EXERCISE DATA:
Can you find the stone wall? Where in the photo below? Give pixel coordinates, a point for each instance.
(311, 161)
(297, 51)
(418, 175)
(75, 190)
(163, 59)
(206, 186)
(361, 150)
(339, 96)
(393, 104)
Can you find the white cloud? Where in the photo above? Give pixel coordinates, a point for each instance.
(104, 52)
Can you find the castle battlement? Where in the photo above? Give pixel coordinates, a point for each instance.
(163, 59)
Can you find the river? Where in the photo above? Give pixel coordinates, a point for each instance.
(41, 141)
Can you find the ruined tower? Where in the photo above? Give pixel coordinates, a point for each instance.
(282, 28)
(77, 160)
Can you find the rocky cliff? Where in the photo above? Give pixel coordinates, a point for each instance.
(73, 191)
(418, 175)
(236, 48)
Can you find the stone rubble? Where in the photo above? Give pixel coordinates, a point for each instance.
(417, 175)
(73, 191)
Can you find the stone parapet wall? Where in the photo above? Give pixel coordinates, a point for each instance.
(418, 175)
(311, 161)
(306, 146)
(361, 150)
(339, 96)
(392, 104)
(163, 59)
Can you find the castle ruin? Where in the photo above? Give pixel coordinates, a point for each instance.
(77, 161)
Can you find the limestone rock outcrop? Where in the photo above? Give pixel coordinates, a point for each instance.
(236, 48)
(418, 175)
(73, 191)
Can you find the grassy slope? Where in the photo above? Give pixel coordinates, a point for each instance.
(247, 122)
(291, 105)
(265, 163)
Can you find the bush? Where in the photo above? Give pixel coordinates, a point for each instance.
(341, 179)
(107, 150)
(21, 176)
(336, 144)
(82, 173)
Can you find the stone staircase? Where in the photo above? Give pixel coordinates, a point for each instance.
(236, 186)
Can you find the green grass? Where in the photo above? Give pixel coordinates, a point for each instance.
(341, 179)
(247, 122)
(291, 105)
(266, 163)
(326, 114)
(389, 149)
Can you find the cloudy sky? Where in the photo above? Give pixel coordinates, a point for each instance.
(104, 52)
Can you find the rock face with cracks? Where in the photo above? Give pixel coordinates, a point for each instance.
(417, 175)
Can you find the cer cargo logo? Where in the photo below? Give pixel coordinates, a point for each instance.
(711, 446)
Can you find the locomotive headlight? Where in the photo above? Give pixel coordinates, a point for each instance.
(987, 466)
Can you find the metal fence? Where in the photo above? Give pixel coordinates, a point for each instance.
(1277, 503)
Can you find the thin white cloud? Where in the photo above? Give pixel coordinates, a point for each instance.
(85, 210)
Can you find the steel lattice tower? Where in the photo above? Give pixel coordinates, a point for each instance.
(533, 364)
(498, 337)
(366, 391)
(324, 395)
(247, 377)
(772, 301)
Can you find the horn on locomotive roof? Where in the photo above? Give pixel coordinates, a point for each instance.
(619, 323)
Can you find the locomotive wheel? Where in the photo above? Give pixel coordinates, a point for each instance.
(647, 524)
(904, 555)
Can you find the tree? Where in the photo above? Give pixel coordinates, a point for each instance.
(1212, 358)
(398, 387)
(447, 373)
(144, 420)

TASK GOAL: Reproduce the entries above word for word, starting with the line that contains "Can you find the cloudy" and continuing through the last line of the entries, both included.

CORRECT ANSWER:
Can you find the cloudy sky? Where in the photo above? Give pixel coordinates, a point for each instance.
(104, 52)
Can you find the rock face with cracks? Where in the photo above? Give pixel coordinates, a point for each instance.
(417, 175)
Can you find the cer cargo logo? Where in the photo below? Give pixel coordinates, a point for each instance.
(711, 446)
Can you find the locomotive headlight? Where in the photo above? Give pixel coordinates, a point for each instance.
(987, 466)
Can you find the metal fence? Where in the photo above? Give pixel coordinates, a point for each instance.
(1277, 503)
Can you find the thin white cloud? Where in the photo above? Give pixel coordinates, a point for each instance.
(85, 210)
Can you find the steel lattice tower? Where in the photo above? Give pixel coordinates, a point for each instance.
(533, 364)
(498, 337)
(366, 391)
(324, 395)
(247, 377)
(772, 301)
Can you find the horn on locomotive roof? Where in the photo above? Give pixel coordinates, a point for each instance.
(619, 323)
Can you find the locomotive wheel? Where in the photo above? Give pixel coordinates, a point for each instance.
(647, 524)
(904, 555)
Can you find the tree? Where in the photo above? Give pixel coordinates, a point for each instance.
(1212, 358)
(398, 387)
(447, 373)
(144, 420)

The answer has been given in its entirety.